■ Instructions for the task
Identify every one of the lines below that contains the word "rear", and copy each such line in full.

■ Data for the task
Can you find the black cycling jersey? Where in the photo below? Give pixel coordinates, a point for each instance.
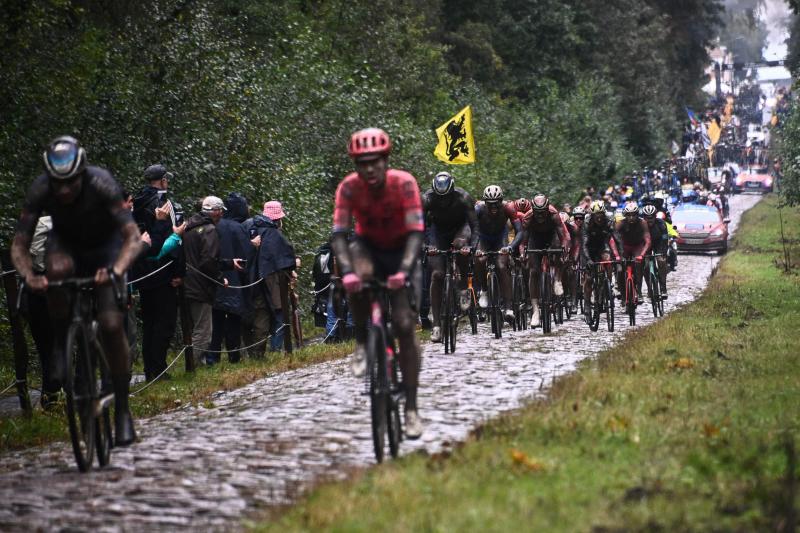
(449, 213)
(596, 238)
(91, 221)
(659, 236)
(631, 233)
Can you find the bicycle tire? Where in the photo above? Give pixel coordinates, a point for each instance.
(446, 311)
(103, 432)
(630, 301)
(609, 294)
(80, 391)
(544, 301)
(378, 390)
(494, 303)
(394, 425)
(454, 313)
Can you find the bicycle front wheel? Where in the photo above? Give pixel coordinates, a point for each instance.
(378, 389)
(545, 294)
(80, 390)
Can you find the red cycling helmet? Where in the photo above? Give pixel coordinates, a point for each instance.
(523, 205)
(370, 141)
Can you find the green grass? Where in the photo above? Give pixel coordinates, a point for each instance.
(184, 388)
(685, 426)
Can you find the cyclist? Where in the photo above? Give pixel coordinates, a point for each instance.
(494, 216)
(659, 240)
(597, 244)
(93, 235)
(634, 236)
(387, 209)
(450, 218)
(672, 254)
(543, 229)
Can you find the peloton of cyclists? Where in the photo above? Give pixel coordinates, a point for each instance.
(634, 236)
(597, 244)
(452, 223)
(659, 241)
(387, 209)
(543, 229)
(93, 235)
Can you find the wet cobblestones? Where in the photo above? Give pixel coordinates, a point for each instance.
(208, 468)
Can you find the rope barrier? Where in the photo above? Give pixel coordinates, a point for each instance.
(162, 372)
(14, 384)
(159, 269)
(268, 337)
(209, 278)
(323, 289)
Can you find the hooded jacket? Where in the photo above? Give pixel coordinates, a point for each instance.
(201, 247)
(234, 242)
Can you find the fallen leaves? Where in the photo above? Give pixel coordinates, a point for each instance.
(520, 458)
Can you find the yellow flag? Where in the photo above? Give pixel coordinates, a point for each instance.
(714, 132)
(456, 145)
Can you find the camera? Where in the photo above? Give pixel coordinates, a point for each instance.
(162, 198)
(179, 214)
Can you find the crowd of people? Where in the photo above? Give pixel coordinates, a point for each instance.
(234, 271)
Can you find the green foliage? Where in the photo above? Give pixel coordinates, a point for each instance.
(786, 142)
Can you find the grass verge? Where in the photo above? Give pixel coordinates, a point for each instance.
(47, 426)
(688, 425)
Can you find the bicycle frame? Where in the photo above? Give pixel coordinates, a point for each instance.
(547, 304)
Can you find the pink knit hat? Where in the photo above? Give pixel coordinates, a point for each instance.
(273, 210)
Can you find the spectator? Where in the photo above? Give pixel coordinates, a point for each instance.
(275, 262)
(38, 317)
(229, 304)
(155, 215)
(204, 270)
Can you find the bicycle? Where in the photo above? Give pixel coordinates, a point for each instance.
(602, 296)
(450, 310)
(547, 274)
(653, 284)
(493, 287)
(382, 383)
(520, 296)
(87, 384)
(631, 296)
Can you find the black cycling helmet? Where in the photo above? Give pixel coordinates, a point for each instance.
(649, 211)
(443, 183)
(540, 203)
(64, 158)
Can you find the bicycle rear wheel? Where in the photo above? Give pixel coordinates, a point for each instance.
(378, 389)
(103, 434)
(453, 313)
(630, 301)
(545, 294)
(447, 309)
(395, 428)
(80, 390)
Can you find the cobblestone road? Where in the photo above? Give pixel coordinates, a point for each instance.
(262, 445)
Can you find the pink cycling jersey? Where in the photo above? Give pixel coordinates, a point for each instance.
(384, 217)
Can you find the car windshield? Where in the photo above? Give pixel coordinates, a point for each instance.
(695, 216)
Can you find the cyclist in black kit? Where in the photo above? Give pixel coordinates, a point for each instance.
(93, 235)
(450, 216)
(494, 217)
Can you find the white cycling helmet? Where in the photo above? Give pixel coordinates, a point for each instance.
(493, 193)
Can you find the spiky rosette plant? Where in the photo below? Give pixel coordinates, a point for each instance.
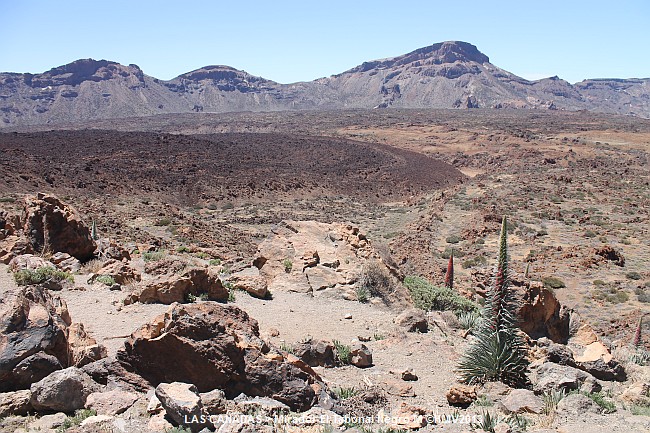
(93, 231)
(638, 339)
(449, 275)
(498, 353)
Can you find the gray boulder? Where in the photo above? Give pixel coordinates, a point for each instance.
(64, 390)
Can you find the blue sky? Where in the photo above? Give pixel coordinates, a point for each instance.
(289, 41)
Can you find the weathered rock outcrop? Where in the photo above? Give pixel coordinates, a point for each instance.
(36, 338)
(167, 289)
(51, 225)
(318, 258)
(541, 314)
(64, 390)
(221, 349)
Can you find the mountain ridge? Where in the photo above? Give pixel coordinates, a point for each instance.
(450, 74)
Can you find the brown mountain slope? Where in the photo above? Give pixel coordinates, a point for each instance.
(443, 75)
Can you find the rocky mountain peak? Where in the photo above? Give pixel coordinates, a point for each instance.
(436, 54)
(82, 70)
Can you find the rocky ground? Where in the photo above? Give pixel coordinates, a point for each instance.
(290, 243)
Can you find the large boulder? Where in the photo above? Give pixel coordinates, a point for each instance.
(64, 390)
(597, 360)
(318, 258)
(51, 225)
(215, 346)
(36, 338)
(315, 353)
(122, 273)
(28, 262)
(167, 289)
(12, 246)
(33, 339)
(541, 314)
(112, 402)
(15, 403)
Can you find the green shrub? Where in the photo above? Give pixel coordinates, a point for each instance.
(375, 279)
(153, 256)
(427, 297)
(611, 294)
(605, 404)
(363, 294)
(73, 421)
(553, 283)
(458, 253)
(468, 319)
(643, 294)
(475, 261)
(28, 277)
(344, 393)
(498, 353)
(105, 279)
(551, 400)
(343, 352)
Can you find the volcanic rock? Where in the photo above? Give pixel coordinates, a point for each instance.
(64, 390)
(53, 226)
(112, 402)
(15, 403)
(315, 353)
(181, 402)
(222, 349)
(414, 320)
(541, 314)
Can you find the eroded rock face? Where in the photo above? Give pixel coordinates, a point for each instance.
(33, 340)
(308, 256)
(36, 338)
(541, 314)
(28, 262)
(64, 390)
(181, 401)
(221, 349)
(51, 225)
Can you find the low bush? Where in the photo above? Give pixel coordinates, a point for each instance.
(343, 352)
(106, 280)
(28, 277)
(427, 297)
(153, 256)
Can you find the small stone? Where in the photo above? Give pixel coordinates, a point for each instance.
(48, 422)
(461, 395)
(522, 400)
(360, 356)
(409, 376)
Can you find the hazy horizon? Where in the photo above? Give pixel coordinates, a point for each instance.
(292, 41)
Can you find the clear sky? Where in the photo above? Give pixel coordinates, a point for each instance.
(289, 41)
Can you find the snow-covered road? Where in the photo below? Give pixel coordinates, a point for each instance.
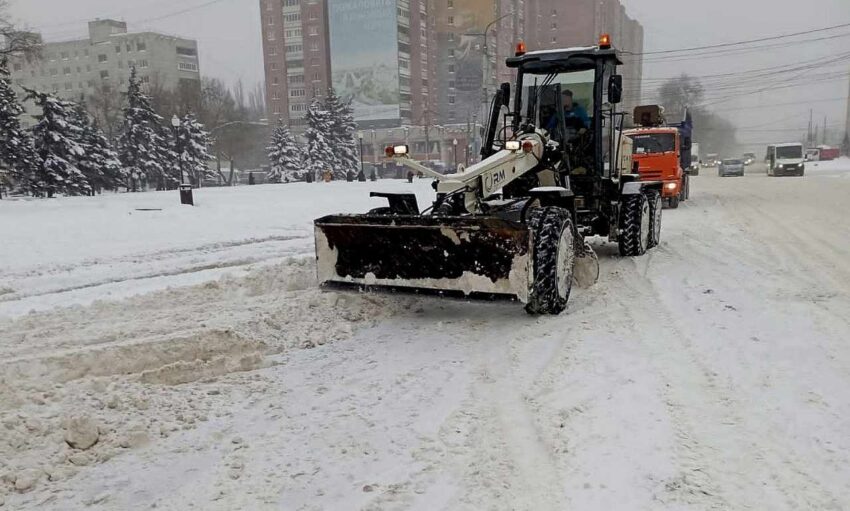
(711, 374)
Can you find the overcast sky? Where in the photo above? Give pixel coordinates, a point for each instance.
(228, 34)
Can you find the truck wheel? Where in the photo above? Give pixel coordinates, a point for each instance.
(553, 260)
(635, 219)
(655, 207)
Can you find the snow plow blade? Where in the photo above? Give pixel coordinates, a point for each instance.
(467, 255)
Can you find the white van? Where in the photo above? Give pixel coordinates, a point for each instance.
(786, 160)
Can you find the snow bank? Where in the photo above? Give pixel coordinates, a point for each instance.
(76, 250)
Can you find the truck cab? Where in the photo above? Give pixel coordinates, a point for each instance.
(786, 160)
(657, 151)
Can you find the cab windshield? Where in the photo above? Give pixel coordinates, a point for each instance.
(654, 143)
(539, 95)
(789, 152)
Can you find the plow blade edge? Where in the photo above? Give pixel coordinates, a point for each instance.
(468, 255)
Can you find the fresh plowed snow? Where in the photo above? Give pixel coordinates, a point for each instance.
(711, 373)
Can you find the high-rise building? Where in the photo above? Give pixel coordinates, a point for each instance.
(76, 68)
(473, 39)
(377, 53)
(380, 59)
(295, 54)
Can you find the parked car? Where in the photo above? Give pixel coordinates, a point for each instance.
(731, 167)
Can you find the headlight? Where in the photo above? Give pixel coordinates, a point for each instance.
(513, 145)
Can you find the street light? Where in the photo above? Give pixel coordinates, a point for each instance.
(454, 143)
(185, 190)
(360, 136)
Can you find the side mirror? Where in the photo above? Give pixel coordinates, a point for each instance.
(615, 89)
(506, 94)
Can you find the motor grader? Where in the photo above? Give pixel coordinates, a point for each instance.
(515, 223)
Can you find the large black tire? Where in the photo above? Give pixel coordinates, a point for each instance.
(656, 205)
(553, 260)
(635, 220)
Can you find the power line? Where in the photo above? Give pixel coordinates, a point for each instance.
(740, 43)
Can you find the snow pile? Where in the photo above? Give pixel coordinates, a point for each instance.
(134, 371)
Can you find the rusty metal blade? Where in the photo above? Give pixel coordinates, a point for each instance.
(467, 254)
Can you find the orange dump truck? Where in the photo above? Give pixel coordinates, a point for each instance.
(658, 150)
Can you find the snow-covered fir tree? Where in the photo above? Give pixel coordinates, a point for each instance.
(319, 156)
(99, 162)
(193, 143)
(285, 156)
(55, 139)
(16, 148)
(342, 133)
(143, 145)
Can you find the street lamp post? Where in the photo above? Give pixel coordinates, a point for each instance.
(185, 189)
(360, 136)
(454, 143)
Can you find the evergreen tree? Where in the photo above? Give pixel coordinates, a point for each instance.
(319, 156)
(342, 133)
(193, 142)
(16, 149)
(99, 162)
(284, 155)
(143, 144)
(56, 139)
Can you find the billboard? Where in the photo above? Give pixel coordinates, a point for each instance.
(364, 57)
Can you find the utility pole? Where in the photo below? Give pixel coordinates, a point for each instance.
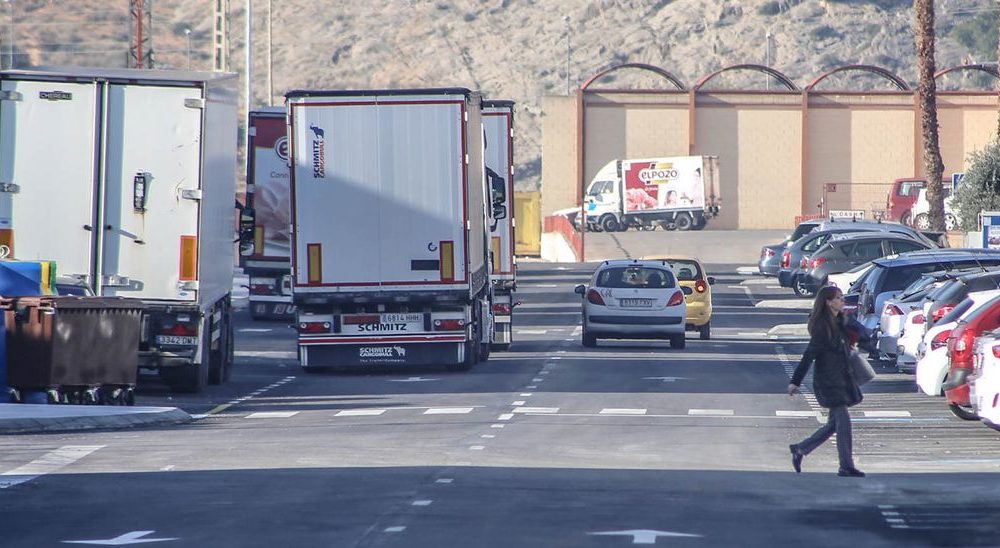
(140, 32)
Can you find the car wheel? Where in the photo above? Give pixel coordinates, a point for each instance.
(683, 221)
(798, 286)
(963, 412)
(609, 223)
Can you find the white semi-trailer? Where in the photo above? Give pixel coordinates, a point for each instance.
(126, 179)
(390, 228)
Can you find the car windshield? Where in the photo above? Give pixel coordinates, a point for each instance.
(634, 277)
(687, 271)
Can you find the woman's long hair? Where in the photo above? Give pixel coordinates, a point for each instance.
(821, 316)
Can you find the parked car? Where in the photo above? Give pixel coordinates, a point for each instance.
(770, 254)
(892, 275)
(920, 212)
(633, 299)
(960, 347)
(841, 255)
(984, 383)
(932, 352)
(901, 198)
(697, 287)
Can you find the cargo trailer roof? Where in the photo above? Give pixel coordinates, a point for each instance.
(116, 75)
(375, 92)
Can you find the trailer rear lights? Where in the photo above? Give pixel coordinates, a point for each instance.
(189, 258)
(449, 325)
(314, 263)
(314, 327)
(447, 256)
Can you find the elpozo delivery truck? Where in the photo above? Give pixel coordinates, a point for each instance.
(126, 179)
(498, 127)
(679, 192)
(267, 262)
(390, 241)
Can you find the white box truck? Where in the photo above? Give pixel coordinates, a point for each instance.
(390, 252)
(498, 127)
(680, 192)
(127, 179)
(267, 261)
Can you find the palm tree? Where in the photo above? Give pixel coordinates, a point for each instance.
(927, 101)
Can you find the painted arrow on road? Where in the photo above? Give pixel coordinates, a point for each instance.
(666, 379)
(643, 536)
(135, 537)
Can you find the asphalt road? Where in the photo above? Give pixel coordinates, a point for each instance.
(549, 445)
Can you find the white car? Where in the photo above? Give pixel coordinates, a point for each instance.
(633, 299)
(984, 383)
(933, 363)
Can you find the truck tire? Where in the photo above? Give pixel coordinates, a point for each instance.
(609, 223)
(683, 221)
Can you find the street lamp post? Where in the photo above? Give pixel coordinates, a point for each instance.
(187, 33)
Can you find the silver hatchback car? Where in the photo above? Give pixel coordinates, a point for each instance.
(633, 299)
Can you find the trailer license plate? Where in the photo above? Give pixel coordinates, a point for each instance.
(388, 323)
(177, 340)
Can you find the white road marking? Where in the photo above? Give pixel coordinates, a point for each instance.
(613, 411)
(359, 412)
(887, 413)
(46, 464)
(710, 411)
(536, 410)
(272, 415)
(448, 410)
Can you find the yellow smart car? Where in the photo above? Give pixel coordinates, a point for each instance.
(697, 287)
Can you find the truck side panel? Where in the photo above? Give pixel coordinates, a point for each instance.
(54, 170)
(379, 194)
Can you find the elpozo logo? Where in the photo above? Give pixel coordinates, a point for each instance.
(319, 151)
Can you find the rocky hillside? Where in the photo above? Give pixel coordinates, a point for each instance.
(512, 49)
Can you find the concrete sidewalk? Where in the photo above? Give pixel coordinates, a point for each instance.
(16, 418)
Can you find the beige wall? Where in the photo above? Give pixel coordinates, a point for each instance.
(774, 157)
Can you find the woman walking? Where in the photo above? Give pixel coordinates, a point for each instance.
(833, 385)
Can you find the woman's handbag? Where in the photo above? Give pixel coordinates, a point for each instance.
(861, 370)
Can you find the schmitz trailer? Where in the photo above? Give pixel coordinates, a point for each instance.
(126, 179)
(498, 125)
(390, 254)
(268, 196)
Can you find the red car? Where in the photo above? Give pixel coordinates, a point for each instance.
(960, 356)
(901, 198)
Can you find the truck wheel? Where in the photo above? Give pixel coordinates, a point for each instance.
(683, 221)
(610, 224)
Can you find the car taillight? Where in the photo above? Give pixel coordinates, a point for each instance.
(314, 327)
(892, 310)
(593, 297)
(940, 340)
(449, 325)
(940, 313)
(676, 299)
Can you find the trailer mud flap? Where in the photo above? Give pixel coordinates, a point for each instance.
(381, 355)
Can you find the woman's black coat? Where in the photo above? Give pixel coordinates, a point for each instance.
(832, 382)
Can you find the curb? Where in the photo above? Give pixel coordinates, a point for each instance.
(31, 421)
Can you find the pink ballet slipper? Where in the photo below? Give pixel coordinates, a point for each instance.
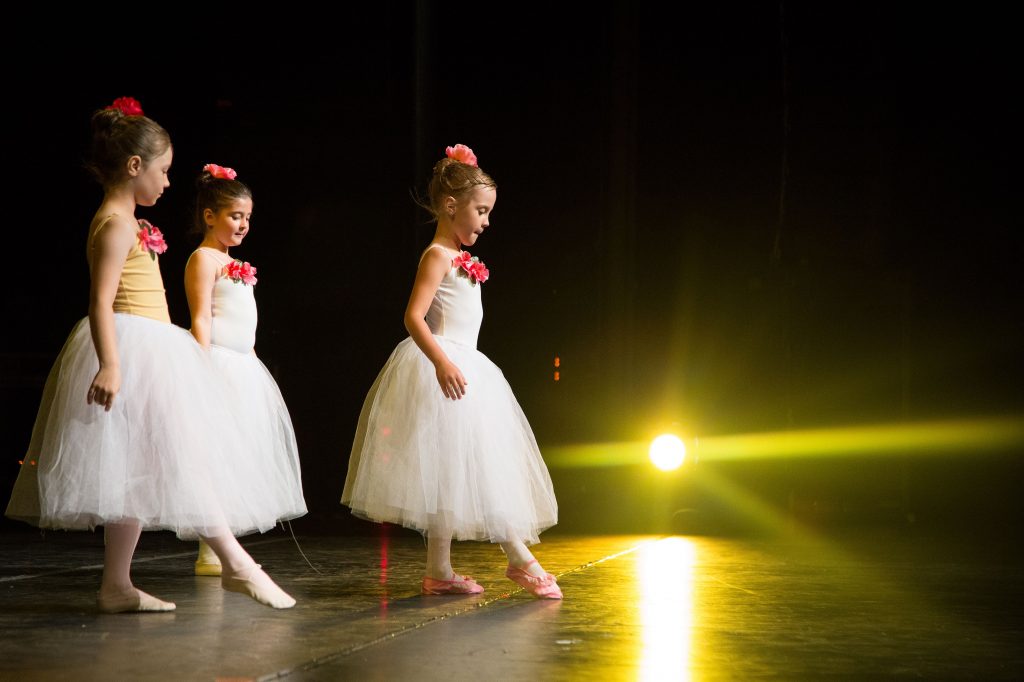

■ Solution
Can you find the bicycle rear wheel? Where in the photo above? Give pixel coordinates, a point for each instance.
Can you find the trailer rear lights? Where in the photo above? Give pixel coordinates, a point for each instance.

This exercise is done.